WHAT YOU SHOULD DO: The lines to copy are those holding the string "with" in the entries below.

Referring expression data

.....

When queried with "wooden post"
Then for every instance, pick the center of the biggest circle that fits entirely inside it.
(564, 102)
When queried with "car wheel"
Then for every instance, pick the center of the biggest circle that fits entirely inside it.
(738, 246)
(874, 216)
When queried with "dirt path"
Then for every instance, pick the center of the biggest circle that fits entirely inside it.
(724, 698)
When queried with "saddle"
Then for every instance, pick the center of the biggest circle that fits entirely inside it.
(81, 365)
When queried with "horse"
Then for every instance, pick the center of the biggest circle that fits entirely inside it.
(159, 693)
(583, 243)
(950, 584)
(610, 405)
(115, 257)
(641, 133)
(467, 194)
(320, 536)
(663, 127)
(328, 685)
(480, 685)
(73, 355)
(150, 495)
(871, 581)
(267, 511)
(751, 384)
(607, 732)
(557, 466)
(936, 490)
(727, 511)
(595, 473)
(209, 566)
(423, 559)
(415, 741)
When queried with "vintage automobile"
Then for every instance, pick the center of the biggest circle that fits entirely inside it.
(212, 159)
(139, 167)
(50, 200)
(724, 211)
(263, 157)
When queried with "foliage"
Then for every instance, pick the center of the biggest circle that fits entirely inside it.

.....

ANSWER SPACE:
When queried with "wooden post"
When queried with "car wheel"
When queried with "dirt path"
When queried with "saddle"
When queried with "horse"
When queried with "vintage automobile"
When queried with "foliage"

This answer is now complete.